**** DATA RECORDS ****

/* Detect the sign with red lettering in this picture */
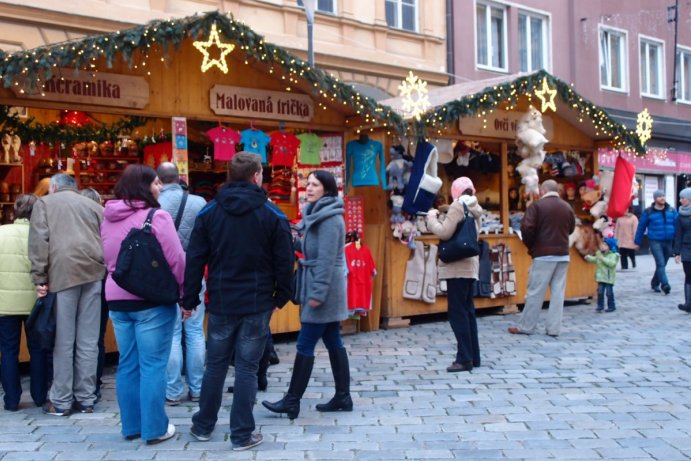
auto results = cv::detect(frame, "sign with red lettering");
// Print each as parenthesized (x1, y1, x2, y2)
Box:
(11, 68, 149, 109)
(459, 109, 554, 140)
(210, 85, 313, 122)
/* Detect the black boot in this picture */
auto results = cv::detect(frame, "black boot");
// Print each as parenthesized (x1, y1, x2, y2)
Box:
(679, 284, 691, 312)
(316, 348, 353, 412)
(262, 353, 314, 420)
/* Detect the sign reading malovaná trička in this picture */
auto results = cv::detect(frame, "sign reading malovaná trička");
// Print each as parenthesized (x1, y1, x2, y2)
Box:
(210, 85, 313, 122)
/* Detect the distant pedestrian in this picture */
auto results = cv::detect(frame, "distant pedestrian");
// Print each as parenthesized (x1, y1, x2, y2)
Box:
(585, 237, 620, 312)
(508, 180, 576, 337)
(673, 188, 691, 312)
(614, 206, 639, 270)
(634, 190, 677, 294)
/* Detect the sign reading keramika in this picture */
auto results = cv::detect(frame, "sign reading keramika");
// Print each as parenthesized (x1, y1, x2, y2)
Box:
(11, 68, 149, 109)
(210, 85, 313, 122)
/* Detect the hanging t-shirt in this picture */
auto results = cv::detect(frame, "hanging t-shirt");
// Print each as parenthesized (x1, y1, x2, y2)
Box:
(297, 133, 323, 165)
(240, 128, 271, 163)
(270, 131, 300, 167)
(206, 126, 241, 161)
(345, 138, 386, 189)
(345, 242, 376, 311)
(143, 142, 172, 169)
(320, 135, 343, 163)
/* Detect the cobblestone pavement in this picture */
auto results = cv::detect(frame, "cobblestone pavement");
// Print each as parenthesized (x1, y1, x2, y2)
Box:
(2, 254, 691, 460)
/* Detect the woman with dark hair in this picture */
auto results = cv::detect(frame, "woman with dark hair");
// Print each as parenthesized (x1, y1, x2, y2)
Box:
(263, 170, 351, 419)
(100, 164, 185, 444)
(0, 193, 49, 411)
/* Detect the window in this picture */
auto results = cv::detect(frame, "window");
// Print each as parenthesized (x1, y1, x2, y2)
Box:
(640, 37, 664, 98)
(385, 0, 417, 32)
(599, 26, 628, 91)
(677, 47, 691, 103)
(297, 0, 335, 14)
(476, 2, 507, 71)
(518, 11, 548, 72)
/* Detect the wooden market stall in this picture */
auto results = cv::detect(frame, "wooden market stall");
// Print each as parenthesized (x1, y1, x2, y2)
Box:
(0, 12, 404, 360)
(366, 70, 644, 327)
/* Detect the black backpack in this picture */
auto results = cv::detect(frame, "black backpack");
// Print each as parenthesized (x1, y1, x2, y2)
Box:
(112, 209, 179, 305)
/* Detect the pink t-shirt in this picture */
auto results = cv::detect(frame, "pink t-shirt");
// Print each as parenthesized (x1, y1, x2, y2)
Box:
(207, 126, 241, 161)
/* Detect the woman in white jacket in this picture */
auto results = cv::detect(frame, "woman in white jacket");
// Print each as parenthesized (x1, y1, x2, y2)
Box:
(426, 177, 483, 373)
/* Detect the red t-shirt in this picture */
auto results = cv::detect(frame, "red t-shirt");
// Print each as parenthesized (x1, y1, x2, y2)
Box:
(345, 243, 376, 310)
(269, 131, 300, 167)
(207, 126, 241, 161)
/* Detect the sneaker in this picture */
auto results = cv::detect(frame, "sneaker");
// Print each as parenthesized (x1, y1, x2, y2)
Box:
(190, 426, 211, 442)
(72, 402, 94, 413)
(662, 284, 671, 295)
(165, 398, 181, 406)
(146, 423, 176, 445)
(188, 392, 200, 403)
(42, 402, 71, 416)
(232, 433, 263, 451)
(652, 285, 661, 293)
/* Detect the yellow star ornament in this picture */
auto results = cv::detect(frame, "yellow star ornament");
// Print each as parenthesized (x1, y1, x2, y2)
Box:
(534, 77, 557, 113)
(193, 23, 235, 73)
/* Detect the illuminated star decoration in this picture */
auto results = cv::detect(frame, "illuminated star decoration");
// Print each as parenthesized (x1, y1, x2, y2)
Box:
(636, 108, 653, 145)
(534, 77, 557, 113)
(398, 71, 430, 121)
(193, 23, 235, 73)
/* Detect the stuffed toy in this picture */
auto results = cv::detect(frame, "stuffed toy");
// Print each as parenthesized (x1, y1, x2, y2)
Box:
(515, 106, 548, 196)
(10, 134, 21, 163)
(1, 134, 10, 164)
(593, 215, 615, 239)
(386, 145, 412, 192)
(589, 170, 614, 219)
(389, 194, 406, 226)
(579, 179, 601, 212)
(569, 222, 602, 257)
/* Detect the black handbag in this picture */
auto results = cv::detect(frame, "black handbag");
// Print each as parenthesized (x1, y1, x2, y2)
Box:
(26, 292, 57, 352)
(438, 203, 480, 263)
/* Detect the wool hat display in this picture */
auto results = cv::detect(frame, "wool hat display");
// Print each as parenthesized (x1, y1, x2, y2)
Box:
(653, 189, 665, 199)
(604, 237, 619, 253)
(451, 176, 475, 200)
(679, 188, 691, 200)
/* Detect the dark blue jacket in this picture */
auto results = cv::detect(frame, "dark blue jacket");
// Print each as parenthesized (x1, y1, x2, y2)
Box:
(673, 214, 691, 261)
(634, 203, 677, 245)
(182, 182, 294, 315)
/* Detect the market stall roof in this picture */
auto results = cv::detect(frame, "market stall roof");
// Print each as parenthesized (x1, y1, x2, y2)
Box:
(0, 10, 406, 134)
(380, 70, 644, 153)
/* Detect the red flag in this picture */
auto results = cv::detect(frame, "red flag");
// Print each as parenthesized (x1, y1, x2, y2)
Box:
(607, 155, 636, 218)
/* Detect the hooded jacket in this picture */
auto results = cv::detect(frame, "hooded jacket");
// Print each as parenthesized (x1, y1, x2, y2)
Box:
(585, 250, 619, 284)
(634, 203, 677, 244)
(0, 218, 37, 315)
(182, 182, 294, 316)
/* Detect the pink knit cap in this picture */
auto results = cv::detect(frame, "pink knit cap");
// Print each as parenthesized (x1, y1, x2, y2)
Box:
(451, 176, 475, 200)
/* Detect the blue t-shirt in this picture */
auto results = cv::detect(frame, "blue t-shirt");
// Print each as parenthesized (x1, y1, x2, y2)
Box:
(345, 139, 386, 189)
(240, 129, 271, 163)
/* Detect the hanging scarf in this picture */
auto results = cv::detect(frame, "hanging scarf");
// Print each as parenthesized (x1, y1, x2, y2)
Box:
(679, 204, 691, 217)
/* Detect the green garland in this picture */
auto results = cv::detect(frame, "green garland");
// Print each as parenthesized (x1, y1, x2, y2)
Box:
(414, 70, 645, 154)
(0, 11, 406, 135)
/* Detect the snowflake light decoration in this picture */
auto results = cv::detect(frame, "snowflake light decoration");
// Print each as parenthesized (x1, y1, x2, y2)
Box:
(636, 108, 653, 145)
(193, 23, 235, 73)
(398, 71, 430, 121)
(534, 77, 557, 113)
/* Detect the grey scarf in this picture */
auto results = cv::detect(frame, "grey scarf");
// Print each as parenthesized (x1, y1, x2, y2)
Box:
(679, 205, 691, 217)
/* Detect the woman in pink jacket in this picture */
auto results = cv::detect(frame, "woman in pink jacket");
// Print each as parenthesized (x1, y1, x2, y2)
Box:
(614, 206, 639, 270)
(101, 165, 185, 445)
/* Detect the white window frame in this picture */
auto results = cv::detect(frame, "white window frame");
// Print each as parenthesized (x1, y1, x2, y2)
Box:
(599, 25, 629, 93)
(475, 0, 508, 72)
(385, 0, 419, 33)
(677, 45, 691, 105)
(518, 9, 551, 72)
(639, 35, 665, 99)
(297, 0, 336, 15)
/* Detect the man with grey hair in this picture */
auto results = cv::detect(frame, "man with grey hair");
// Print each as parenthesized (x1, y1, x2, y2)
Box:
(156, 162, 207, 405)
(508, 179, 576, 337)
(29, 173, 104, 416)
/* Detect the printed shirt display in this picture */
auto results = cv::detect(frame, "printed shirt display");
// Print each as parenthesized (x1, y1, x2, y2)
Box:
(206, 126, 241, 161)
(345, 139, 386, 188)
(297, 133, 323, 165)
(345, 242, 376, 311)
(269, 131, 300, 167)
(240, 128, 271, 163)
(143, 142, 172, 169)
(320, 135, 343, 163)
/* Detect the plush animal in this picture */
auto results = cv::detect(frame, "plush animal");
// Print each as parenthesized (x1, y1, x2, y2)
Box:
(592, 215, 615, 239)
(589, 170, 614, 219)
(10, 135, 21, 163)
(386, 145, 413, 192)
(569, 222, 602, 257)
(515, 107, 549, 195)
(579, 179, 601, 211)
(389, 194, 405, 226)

****
**** DATA RECORDS ****

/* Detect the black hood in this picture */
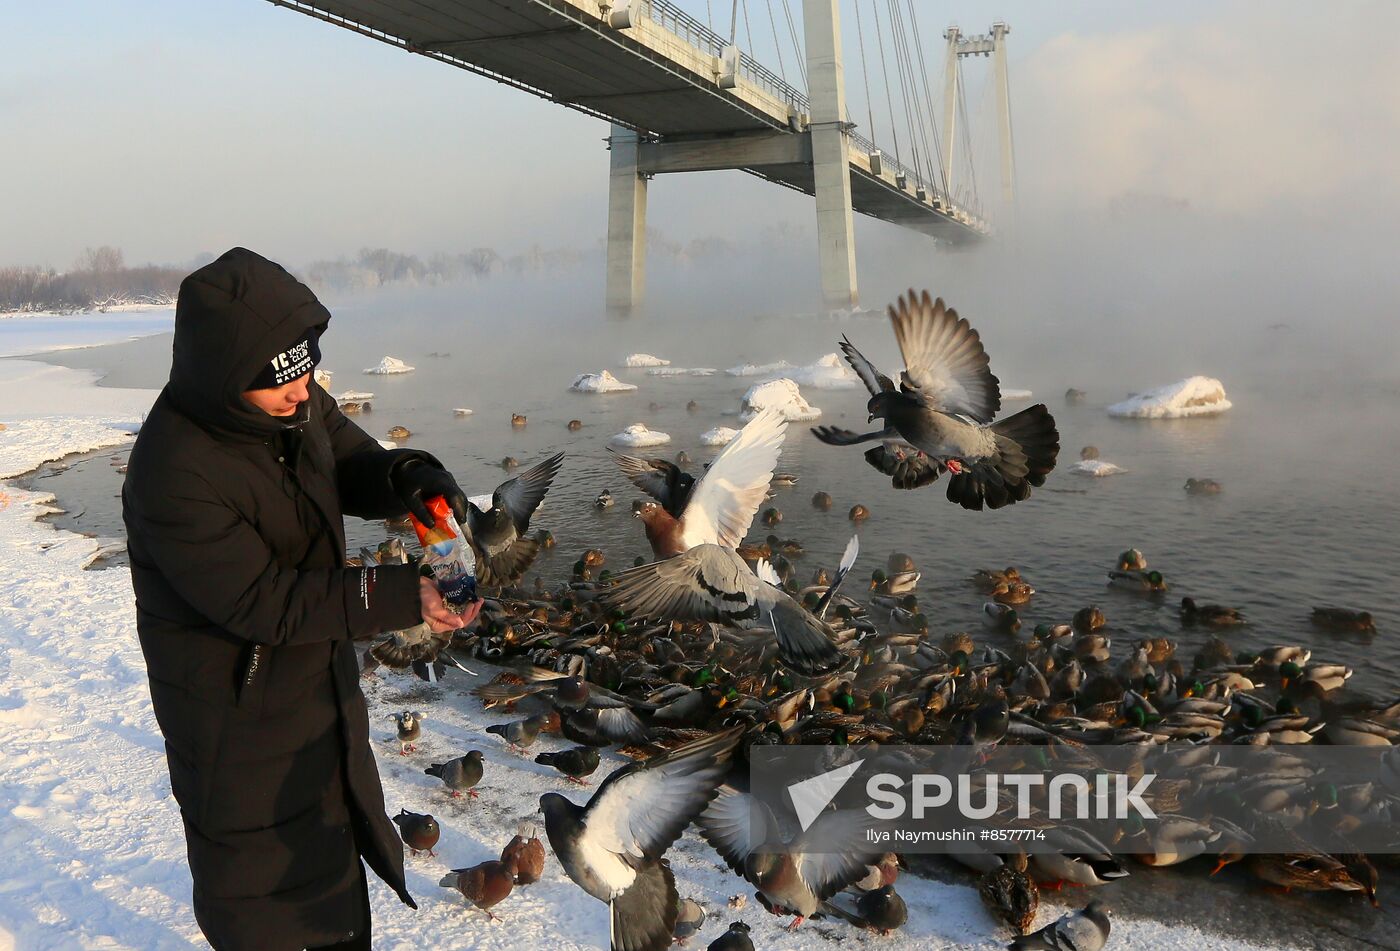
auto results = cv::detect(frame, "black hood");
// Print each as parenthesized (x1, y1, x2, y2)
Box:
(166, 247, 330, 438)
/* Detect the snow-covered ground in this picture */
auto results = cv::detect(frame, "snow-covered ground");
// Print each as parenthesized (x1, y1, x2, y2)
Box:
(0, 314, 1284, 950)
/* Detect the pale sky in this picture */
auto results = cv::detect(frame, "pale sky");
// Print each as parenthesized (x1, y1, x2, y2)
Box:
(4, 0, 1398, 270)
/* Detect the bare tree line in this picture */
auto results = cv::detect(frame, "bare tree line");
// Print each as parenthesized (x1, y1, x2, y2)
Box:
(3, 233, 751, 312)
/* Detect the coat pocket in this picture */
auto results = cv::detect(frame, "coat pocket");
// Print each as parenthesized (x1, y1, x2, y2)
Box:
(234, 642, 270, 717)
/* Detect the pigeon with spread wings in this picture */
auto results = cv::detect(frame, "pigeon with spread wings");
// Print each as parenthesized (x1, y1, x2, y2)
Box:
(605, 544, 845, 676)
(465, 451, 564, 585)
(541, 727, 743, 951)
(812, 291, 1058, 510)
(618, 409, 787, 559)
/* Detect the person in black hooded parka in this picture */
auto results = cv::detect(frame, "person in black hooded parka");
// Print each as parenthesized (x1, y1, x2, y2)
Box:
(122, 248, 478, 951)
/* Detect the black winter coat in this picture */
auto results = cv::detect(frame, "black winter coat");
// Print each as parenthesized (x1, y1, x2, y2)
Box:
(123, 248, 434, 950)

****
**** DATA RECORDS ****

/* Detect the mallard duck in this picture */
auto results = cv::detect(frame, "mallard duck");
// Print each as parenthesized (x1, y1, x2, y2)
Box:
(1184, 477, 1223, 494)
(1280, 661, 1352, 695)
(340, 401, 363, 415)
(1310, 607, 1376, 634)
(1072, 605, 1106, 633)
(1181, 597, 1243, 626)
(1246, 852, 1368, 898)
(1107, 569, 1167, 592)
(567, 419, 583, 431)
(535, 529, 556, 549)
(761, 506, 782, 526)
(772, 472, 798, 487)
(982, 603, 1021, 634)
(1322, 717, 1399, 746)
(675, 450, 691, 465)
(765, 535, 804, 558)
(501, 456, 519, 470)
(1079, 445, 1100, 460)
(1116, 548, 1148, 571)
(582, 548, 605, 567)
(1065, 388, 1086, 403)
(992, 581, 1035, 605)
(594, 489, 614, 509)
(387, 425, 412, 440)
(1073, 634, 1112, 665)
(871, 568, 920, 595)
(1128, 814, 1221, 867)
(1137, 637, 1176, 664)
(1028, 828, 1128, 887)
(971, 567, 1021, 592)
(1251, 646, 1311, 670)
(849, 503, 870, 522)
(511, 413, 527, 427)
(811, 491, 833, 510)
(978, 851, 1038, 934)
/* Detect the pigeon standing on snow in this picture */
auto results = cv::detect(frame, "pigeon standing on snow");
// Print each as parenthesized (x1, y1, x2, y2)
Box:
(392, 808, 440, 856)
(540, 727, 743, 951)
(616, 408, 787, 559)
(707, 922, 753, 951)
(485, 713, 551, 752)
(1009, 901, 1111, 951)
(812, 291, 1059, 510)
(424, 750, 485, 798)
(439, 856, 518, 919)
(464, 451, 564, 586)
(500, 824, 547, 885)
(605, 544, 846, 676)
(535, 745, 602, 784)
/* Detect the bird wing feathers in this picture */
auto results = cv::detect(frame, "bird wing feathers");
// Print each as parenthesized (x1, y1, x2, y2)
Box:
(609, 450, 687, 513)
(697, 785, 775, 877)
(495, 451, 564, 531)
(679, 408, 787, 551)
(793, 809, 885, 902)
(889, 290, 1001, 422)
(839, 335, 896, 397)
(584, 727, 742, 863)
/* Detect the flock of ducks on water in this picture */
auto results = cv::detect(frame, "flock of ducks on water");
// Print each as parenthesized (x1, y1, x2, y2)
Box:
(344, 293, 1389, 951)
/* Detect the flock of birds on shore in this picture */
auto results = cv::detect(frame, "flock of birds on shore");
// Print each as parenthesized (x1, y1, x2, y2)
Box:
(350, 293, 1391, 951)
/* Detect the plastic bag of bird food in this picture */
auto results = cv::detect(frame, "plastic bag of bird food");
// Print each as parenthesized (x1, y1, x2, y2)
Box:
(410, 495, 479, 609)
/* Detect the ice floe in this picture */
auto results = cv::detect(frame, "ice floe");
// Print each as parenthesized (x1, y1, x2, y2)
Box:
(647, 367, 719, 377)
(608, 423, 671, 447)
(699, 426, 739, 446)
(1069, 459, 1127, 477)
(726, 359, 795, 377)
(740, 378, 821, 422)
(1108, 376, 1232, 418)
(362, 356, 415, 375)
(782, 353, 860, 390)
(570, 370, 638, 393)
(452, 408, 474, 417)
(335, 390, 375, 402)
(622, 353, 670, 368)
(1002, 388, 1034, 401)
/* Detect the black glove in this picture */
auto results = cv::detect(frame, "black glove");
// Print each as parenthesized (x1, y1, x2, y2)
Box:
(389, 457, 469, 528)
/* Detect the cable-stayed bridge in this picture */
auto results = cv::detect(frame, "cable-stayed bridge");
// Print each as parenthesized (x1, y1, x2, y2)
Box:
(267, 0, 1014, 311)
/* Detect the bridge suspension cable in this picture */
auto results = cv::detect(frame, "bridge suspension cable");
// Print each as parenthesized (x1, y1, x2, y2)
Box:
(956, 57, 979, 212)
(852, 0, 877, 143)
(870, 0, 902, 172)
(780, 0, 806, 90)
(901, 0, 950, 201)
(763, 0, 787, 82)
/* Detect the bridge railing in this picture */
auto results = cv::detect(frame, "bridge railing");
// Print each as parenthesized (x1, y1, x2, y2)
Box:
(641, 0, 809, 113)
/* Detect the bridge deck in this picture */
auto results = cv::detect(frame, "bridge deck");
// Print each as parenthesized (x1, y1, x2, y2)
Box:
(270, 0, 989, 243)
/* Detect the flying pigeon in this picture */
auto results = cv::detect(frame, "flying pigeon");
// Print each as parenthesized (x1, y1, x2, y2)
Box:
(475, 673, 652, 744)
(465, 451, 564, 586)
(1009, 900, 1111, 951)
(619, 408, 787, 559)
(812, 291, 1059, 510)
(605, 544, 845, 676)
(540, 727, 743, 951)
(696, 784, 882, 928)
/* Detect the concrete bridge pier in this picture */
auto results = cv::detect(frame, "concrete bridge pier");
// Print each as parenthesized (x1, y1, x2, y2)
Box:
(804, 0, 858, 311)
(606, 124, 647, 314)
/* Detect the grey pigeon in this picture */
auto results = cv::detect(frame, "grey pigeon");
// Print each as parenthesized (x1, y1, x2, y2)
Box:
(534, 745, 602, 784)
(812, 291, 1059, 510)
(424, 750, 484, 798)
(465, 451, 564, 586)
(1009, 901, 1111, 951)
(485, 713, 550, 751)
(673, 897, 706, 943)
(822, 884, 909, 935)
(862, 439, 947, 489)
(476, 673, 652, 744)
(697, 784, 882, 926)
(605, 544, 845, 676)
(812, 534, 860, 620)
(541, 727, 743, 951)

****

§ **INSTRUCTIONS TO FOLLOW**
Report every line from the material above that mentions the word "knit".

§ **YOUR RESPONSE**
/* Detect the pink knit cap in this picture */
auto results = cv::detect(frame, "pink knit cap");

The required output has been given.